(Dataset records about object locations)

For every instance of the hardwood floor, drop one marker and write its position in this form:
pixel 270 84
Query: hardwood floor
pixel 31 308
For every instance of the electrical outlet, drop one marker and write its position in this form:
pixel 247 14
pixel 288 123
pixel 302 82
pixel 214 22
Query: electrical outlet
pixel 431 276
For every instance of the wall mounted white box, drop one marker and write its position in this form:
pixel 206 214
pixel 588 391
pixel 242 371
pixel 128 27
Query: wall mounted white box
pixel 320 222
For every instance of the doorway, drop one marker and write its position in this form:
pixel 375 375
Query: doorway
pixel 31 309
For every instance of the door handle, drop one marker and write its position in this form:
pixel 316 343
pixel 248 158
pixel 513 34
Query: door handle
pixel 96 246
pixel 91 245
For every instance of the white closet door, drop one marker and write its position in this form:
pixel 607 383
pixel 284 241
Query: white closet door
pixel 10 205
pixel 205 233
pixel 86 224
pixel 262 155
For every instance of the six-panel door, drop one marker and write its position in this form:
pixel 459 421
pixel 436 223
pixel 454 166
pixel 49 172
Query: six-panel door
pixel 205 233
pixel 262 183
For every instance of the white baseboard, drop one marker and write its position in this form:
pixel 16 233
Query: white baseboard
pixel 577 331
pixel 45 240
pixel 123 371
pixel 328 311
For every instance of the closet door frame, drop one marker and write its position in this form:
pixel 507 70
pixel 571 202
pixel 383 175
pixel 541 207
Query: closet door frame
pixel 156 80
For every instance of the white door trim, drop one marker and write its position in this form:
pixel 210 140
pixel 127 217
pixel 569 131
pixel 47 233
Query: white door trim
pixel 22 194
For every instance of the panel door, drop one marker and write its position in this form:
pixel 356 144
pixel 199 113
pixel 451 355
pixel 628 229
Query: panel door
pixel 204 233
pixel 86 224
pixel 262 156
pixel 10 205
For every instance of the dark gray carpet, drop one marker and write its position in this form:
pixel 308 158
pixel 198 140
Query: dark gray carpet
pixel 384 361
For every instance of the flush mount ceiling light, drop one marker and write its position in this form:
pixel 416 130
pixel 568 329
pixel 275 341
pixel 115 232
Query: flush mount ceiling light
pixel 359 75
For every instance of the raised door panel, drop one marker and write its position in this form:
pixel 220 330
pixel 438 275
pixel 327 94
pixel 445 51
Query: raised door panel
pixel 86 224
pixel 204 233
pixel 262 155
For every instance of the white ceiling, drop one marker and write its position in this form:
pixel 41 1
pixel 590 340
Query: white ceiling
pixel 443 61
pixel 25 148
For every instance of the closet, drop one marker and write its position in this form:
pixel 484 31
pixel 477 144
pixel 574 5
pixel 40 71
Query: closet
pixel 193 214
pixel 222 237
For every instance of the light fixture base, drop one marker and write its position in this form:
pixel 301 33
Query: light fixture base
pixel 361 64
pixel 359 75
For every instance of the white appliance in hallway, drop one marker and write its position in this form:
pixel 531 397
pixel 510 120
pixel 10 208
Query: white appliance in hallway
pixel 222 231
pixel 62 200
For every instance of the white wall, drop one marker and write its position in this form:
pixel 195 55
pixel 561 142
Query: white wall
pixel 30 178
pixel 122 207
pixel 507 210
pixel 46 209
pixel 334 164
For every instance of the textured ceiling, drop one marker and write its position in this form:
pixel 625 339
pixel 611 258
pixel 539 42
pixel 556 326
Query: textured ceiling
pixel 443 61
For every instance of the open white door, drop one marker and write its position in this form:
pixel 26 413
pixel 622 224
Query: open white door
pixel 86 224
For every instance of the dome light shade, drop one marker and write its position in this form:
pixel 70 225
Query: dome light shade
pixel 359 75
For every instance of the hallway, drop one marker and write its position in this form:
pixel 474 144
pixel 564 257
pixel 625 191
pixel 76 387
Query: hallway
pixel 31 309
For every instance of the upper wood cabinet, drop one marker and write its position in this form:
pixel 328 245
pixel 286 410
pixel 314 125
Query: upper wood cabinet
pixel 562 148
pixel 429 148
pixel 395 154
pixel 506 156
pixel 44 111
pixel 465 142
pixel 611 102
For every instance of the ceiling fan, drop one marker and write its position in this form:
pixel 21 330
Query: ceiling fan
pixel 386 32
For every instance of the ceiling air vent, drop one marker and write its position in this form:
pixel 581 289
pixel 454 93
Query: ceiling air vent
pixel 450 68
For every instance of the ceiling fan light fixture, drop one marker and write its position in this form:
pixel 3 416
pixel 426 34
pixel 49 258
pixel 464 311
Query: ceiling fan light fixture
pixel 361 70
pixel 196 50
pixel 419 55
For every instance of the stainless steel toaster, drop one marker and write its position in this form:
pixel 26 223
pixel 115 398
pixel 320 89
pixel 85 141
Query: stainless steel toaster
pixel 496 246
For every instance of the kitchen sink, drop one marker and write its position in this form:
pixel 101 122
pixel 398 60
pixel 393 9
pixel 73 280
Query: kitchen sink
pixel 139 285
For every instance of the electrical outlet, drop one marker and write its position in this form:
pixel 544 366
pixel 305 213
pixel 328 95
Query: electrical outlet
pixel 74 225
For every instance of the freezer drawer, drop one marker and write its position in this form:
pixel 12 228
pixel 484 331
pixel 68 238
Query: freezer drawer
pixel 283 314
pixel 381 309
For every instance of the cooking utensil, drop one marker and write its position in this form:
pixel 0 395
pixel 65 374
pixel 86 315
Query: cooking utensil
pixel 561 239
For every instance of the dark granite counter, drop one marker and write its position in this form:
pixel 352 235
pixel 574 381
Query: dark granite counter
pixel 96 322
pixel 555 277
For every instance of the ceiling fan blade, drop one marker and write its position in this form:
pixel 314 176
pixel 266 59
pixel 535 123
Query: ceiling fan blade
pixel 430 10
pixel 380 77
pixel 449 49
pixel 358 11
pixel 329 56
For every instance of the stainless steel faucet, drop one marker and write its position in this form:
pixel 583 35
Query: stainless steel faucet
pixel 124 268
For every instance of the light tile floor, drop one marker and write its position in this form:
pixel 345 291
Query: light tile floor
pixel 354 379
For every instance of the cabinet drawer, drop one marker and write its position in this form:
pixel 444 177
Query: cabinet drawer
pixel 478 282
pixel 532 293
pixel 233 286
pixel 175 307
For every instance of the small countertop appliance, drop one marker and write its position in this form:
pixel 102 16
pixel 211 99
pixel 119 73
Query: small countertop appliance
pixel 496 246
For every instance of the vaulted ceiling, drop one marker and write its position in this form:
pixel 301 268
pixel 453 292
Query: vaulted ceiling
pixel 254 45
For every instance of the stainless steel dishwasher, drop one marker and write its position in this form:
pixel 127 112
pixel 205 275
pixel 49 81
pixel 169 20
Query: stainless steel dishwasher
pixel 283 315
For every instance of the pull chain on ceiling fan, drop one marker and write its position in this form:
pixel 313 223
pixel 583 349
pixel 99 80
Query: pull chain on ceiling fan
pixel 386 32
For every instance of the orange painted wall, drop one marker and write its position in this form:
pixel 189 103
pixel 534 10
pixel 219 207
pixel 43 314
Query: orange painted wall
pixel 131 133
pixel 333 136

• **EXERCISE**
All of the entries above need to be reproduced exactly.

• **TASK RESPONSE**
For every instance of the hardwood floor, drop one marker and write its position in this form:
pixel 270 84
Query: hardwood floor
pixel 31 308
For every instance of the electrical outlet, drop one marker and write its position in this form:
pixel 247 14
pixel 288 123
pixel 302 82
pixel 214 22
Query: electrical outlet
pixel 431 276
For every instance of the wall mounted white box, drop one marker and write its position in this form:
pixel 206 214
pixel 588 391
pixel 242 371
pixel 128 27
Query: wall mounted white box
pixel 320 222
For every instance of the doorway, drop one marker and write its position in this form:
pixel 375 375
Query: doorway
pixel 31 309
For every instance of the door handle, drop one marker and write its position in this form:
pixel 316 343
pixel 248 158
pixel 513 34
Query: door handle
pixel 96 246
pixel 91 245
For every instance of the white closet door, drop one marker and write its position in this form:
pixel 607 383
pixel 284 241
Query: white closet door
pixel 10 205
pixel 205 233
pixel 86 224
pixel 262 155
For every instance of the six-panel door, drop one marker and write its position in this form:
pixel 459 421
pixel 436 223
pixel 454 166
pixel 49 172
Query: six-panel door
pixel 205 233
pixel 262 183
For every instance of the white baseboard, drop one marker and write its position in this form:
pixel 16 233
Query: white baseboard
pixel 577 331
pixel 45 240
pixel 123 371
pixel 328 311
For every instance of the closet door frame, drop one marker and write its position in this form:
pixel 507 70
pixel 571 202
pixel 383 175
pixel 541 207
Query: closet door frame
pixel 156 80
For every instance of the white door trim, drop one marker and write its position in this form:
pixel 210 140
pixel 127 217
pixel 569 131
pixel 47 233
Query: white door trim
pixel 22 194
For every instance of the panel door, drop one marker and write its position in this form:
pixel 356 144
pixel 199 113
pixel 451 355
pixel 628 229
Query: panel door
pixel 204 233
pixel 86 224
pixel 262 156
pixel 10 205
For every instance of the dark gray carpet, drop one marker and write its position in this form:
pixel 308 158
pixel 198 140
Query: dark gray carpet
pixel 384 361
For every instance of the flush mount ceiling light, drop one marker and write its position in this form:
pixel 416 130
pixel 568 329
pixel 275 341
pixel 115 232
Query: flush mount ceiling light
pixel 359 75
For every instance of the raised door panel, drop one marker and write its position in this form:
pixel 220 330
pixel 438 275
pixel 327 94
pixel 445 51
Query: raised door panel
pixel 86 224
pixel 204 233
pixel 262 155
For every instance of the white ceiling, drop one marker and write its position in this form:
pixel 41 1
pixel 590 340
Query: white ceiling
pixel 443 61
pixel 25 148
For every instance of the closet, drop one marker and write its position in this form:
pixel 484 31
pixel 477 144
pixel 574 5
pixel 40 71
Query: closet
pixel 193 214
pixel 222 237
For every instance of the light fixture base, drop one marker and write its position in this form:
pixel 301 33
Query: light fixture base
pixel 361 64
pixel 359 75
For every instance of the white appliance in hallway, drop one marker and write its position in this form:
pixel 531 397
pixel 510 120
pixel 10 208
Query: white appliance in hallway
pixel 222 231
pixel 62 200
For every instance of the white wall, drop one marker and write its position in this form:
pixel 195 55
pixel 561 142
Query: white wall
pixel 30 178
pixel 122 207
pixel 507 210
pixel 46 209
pixel 334 164
For every instance of the textured ceiling, drop one marker and write its position in this form:
pixel 625 339
pixel 611 258
pixel 539 42
pixel 556 326
Query: textured ceiling
pixel 443 61
For every instance of the open white door, drop one marker and write its position in this form:
pixel 26 413
pixel 622 224
Query: open white door
pixel 86 224
For every instance of the dome light shade, drop one marker and write its position in this form:
pixel 70 225
Query: dome light shade
pixel 359 75
For every instance of the hallway, drop one marker and write its position in this form:
pixel 474 144
pixel 564 257
pixel 625 191
pixel 76 387
Query: hallway
pixel 31 309
For every instance of the upper wood cabinet, drop one marker and write its position in this form:
pixel 328 245
pixel 286 410
pixel 314 125
Query: upper wood cabinet
pixel 562 148
pixel 429 148
pixel 395 154
pixel 506 156
pixel 44 111
pixel 465 142
pixel 611 102
For every instance of the ceiling fan, drop one marker and write its position in this form:
pixel 21 330
Query: ceiling fan
pixel 386 32
For every instance of the ceiling air vent, drop one marker and write its position in this form:
pixel 581 289
pixel 454 93
Query: ceiling air vent
pixel 450 68
For every instance of the ceiling fan light fixture, drop one marker and write its position in this form:
pixel 3 416
pixel 426 34
pixel 49 258
pixel 464 311
Query: ceiling fan light fixture
pixel 361 70
pixel 196 50
pixel 419 55
For every instance of the stainless steel toaster, drop one marker and write its position in this form:
pixel 26 223
pixel 115 398
pixel 320 89
pixel 85 141
Query: stainless steel toaster
pixel 496 246
For every instance of the kitchen sink, drop one marker and write its position in this form:
pixel 101 122
pixel 398 60
pixel 393 9
pixel 73 280
Query: kitchen sink
pixel 139 285
For every instance of the electrical outlet, drop one marker and write its position in this form:
pixel 544 366
pixel 305 213
pixel 328 95
Query: electrical outlet
pixel 74 225
For every instance of the freezer drawer, drop one marker and write its position in this form:
pixel 12 228
pixel 484 331
pixel 68 238
Query: freezer drawer
pixel 283 314
pixel 381 309
For every instance of the cooking utensil, drop one marker and write its position in this form:
pixel 0 395
pixel 65 374
pixel 86 315
Query: cooking utensil
pixel 561 239
For every instance of the dark granite counter, drop one marker and write its position in this form:
pixel 352 235
pixel 574 381
Query: dark granite counter
pixel 96 322
pixel 555 277
For every instance of the ceiling fan blade, drop one marker and write its position in this form:
pixel 314 176
pixel 266 59
pixel 535 123
Query: ceiling fan blade
pixel 430 10
pixel 380 77
pixel 449 49
pixel 358 11
pixel 329 56
For every instance of the stainless steel faucet, drop one marker and write its position in this form:
pixel 583 35
Query: stainless steel faucet
pixel 124 268
For every instance of the light tile floor, drop one marker and write its position in this form:
pixel 345 291
Query: light tile floor
pixel 354 379
For every instance of the cabinet drawer, drop one marker and write its position in this form:
pixel 444 177
Query: cabinet drawer
pixel 478 282
pixel 532 293
pixel 233 286
pixel 175 307
For every instance of the small countertop appliance, drop one marker and write its position in this form:
pixel 102 16
pixel 211 99
pixel 119 73
Query: small countertop appliance
pixel 496 246
For every instance of the vaulted ceiling, drop one marker and write its position in this form:
pixel 301 268
pixel 453 292
Query: vaulted ceiling
pixel 254 45
For every instance of the stainless steel dishwasher, drop one marker and write its position in this form:
pixel 127 112
pixel 205 275
pixel 49 81
pixel 169 20
Query: stainless steel dishwasher
pixel 283 315
For every instance of the pull chain on ceiling fan, drop one marker and write its position in this form:
pixel 313 223
pixel 583 349
pixel 99 80
Query: pull chain on ceiling fan
pixel 386 32
For every instance of the orange painted wall, drop one marker and write its position in this form:
pixel 189 103
pixel 534 10
pixel 219 207
pixel 43 314
Query: orange painted wall
pixel 131 133
pixel 333 136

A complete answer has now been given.